===== Exercise data

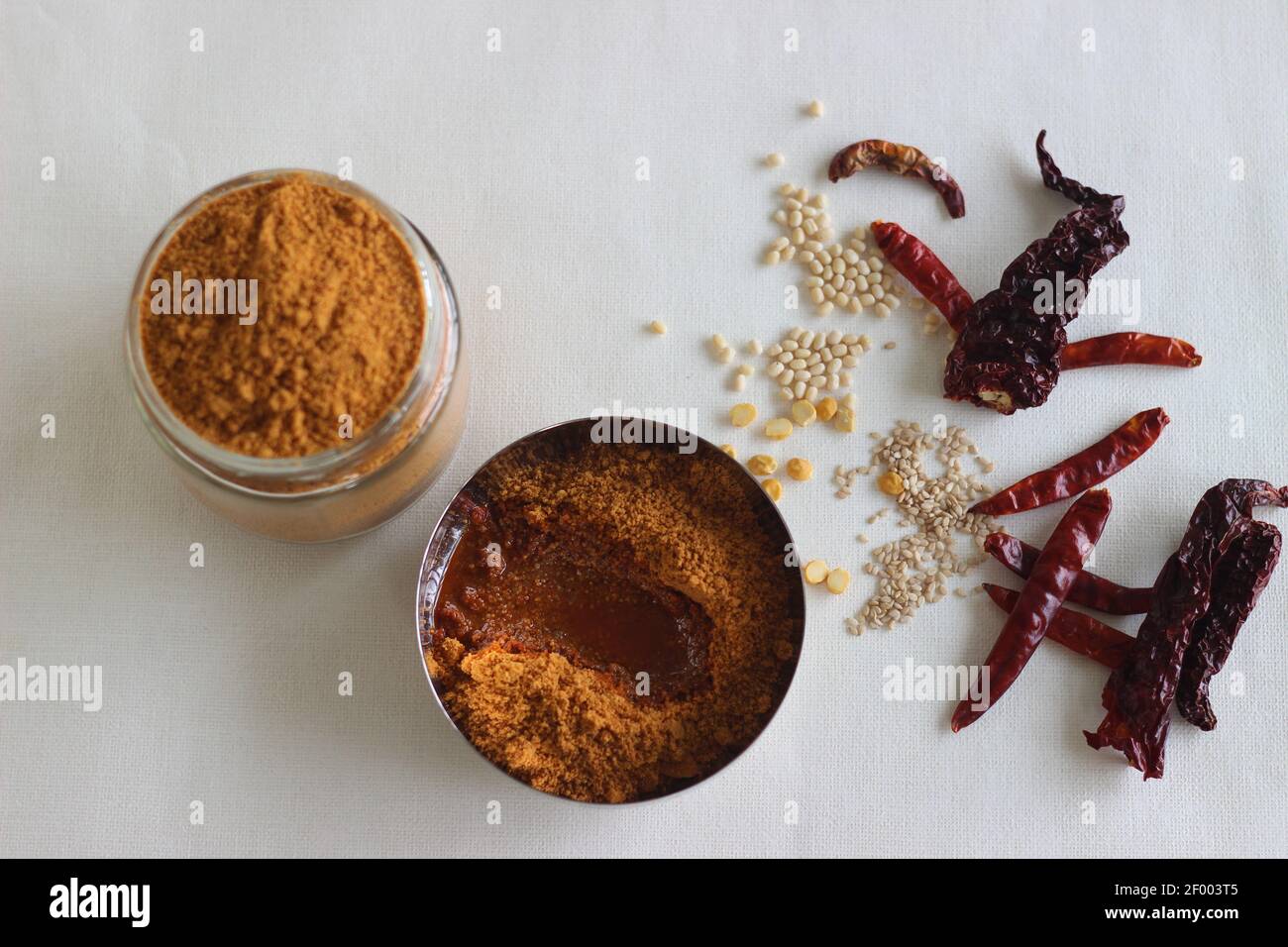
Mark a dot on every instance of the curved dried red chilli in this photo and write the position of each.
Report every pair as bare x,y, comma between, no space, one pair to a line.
1140,692
1008,354
923,269
1077,631
900,158
1248,557
1083,470
1128,348
1087,589
1059,564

==========

Given exercise
Return all of the rows above word for word, omitting the pictures.

Task response
Mark a dot on every instance of the curved dried red chilli in this photo and write the position of each.
Report every pair as bare x,y, comma between, no space, one pair to a line.
1140,692
1008,354
923,269
1077,631
900,158
1248,557
1083,470
1128,348
1087,589
1059,564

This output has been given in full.